Excerpts from point annotation data.
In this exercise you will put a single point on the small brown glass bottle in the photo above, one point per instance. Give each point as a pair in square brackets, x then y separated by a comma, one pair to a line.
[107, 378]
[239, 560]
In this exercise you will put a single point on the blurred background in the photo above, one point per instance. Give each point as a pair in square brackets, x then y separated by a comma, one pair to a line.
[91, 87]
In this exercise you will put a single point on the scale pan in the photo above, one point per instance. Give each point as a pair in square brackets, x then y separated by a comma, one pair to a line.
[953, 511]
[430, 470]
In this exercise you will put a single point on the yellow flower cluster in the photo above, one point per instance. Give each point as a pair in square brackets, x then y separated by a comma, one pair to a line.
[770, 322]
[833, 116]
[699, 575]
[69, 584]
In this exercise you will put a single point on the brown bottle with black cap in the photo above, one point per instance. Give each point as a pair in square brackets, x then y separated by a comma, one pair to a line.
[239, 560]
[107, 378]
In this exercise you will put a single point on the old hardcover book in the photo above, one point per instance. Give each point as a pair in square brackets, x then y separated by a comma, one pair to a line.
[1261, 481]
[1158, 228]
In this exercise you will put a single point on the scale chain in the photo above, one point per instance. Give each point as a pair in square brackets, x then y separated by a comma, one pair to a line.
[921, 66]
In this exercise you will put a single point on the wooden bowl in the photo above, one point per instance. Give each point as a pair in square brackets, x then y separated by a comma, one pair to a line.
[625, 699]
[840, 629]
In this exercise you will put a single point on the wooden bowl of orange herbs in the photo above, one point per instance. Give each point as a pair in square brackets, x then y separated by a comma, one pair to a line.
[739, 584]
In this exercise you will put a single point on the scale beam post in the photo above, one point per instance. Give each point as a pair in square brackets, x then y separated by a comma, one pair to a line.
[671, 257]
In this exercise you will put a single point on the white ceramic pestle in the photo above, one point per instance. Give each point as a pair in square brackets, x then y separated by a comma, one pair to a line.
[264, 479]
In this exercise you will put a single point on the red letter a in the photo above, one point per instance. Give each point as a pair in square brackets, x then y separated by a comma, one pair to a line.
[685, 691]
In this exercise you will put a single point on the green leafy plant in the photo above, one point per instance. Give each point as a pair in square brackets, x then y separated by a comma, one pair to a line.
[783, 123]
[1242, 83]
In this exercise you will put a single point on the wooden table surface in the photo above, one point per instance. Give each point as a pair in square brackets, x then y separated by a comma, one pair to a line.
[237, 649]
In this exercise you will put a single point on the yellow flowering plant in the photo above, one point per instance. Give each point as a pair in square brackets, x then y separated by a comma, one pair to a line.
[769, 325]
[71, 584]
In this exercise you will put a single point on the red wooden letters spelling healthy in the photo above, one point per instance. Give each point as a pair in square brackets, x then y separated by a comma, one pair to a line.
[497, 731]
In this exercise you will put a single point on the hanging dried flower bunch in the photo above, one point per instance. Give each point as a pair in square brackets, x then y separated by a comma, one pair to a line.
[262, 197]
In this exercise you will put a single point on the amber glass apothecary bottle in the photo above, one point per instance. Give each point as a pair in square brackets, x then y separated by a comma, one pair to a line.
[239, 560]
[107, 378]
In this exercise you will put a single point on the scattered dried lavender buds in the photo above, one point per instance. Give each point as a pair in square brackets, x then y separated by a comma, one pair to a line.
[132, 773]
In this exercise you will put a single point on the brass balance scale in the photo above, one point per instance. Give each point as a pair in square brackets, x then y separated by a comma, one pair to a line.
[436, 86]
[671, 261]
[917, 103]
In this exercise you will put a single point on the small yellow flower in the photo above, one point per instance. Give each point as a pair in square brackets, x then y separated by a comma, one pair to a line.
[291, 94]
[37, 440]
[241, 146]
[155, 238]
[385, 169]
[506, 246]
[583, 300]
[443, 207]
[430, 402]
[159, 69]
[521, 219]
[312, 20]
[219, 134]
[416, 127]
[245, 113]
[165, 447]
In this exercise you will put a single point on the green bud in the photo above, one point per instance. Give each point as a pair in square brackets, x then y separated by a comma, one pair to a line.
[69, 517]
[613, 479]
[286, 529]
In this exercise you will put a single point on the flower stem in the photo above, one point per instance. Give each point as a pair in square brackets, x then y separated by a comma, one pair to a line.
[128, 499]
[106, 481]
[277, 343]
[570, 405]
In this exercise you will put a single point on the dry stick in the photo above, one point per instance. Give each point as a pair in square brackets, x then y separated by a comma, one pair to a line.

WRITTEN INSTRUCTION.
Copy every item above line for line, with no changes.

THE ANSWER.
In this exercise you will put a single point on the small brown glass bottle in the photo above, one point per instance. Give each point as a pair in square brackets, x then y separated by a comma, one pair to a line.
[107, 378]
[239, 560]
In this exercise you will put a single point on the blurred background in the photo above, one point per instance. Give each point as a pair in square brackets, x then y separated by a comma, one pair to a line.
[91, 87]
In this exercise you will put a single point on the scale pan in the photo above, one point per instance. Give each point as a pair in square brackets, x then y separated by a comma, one pair to a line.
[953, 511]
[430, 470]
In this exercise you will put a single point on the yellow flower cluster in the photo above, one point per instance. Give each point as a pair in square brackets, x then y separated by a comma, one pair to a line.
[770, 322]
[833, 116]
[699, 575]
[69, 584]
In this exercise you will put a single point on the brown bottle with black cap in the photo above, one point per instance. Give each point as a pair in square brackets, x then y separated by a comma, one pair to a line.
[239, 560]
[107, 378]
In this exercise you will put a single point on the old hardcover book in the photo above, one point per instance. Give each point as a pair in square brackets, x then y separated by a comma, one pair to a line.
[1261, 481]
[1158, 228]
In this exercise you will put a single point on the scale chain in the photo above, one point per instance. Give each point as a pair in square brackets, x then y separated by a comma, one pair to a line.
[921, 66]
In this exercise you will put a single point on the wooden bowl in the photo above, one point per instance. Give each point as a pair in square brackets, x then y separated by a comma, one pair to a line.
[625, 699]
[840, 629]
In this exercise you will put a single point on the wooden bowl of orange herbs in the photo above, one point per instance. Give each point as a pair in square brackets, x then y separated by a comma, one pair to a line.
[739, 584]
In this exercise you will put a single point on the scale beam post in the photo above, one point per instance. Give each point as a pair in square brackets, x then y separated by a comma, one pair to a line.
[671, 257]
In this exercise you will put a single point on the white ceramic pestle in the photo above, one point per instance. Give each point as a pair in square brackets, x then y separated by a comma, one pair to a line.
[264, 479]
In this exercise you will put a single point on the red letter a in the photo above, one point per instance. Give each point as a pair in square brackets, x then y separated by a comma, one pair to a line.
[685, 691]
In this exercise you will put a single point on the green leafy plant in the photo above, one point per instance. Give each point as a pair in square brackets, x then y separated by a comma, one pair to a line.
[783, 123]
[1242, 83]
In this exercise you will put a single point on the wooden table surface in the photo above, one point per instance. Give each point as a pair in square brackets, x then y separated by a comma, one pair to a line.
[237, 649]
In this exercise you will put a single point on the yellow flowering plant in the photo above, one point per instance. Give each point as a pair in square brackets, x then y separated by a comma, one pair to a line.
[769, 325]
[71, 584]
In this exercise you will put a single point on the red wooden letters spelling healthy in the photo above, one point per instance. Give each point as a pair in square brackets, x then y separated by a comma, one pair to a line.
[497, 731]
In this exercise you will put a single point on the hanging dried flower bunch in the photo above, one point per instance. Give each point as a pair in square brackets, x then y separated by a comma, one pair to a line.
[262, 197]
In this exercise you will put a single point on the amber glass apothecary bottle in the photo above, one point per instance. Give each point as a pair in square brackets, x then y separated by a comma, one pair to a line.
[239, 560]
[107, 378]
In this exercise you will put a single point on the scattered dried lavender buds in the photo above, one point per instance. Give each point as a pair in square brackets, x then y separated by a comma, one pair to a line.
[132, 773]
In this exercise you will put a single point on the brass balance scale in the photo above, one point per instance. Give each point as a pair in square brackets, x then y separated by a comma, one pair to a line.
[436, 86]
[671, 261]
[917, 103]
In this exercise you will put a single point on the small yellow flower in the photo above, one point per instance. Give each point as a pair in square brackets, x then y separated by a comma, one pair to a line.
[291, 94]
[37, 440]
[241, 146]
[155, 238]
[385, 169]
[506, 246]
[583, 300]
[443, 207]
[430, 402]
[159, 69]
[521, 219]
[312, 20]
[219, 134]
[416, 127]
[245, 113]
[165, 447]
In this exercise you will put a single point on the green bud in the photo above, one point per instance. Give each point as a pair in square brackets, x then y separated by a comma, one pair to a line.
[69, 517]
[613, 479]
[286, 529]
In this exercise you will put a single point on the flower stem in the photo above, one point per instance. Give each point as a pair in square brackets, x then y separated by a comma, one pair to a line.
[128, 499]
[106, 481]
[277, 343]
[570, 405]
In this exercise you will put a single point on the dry stick in the photo above, one point per instance. Give each point as a pair in square brackets, x then y separated by a comma, one pair to a line.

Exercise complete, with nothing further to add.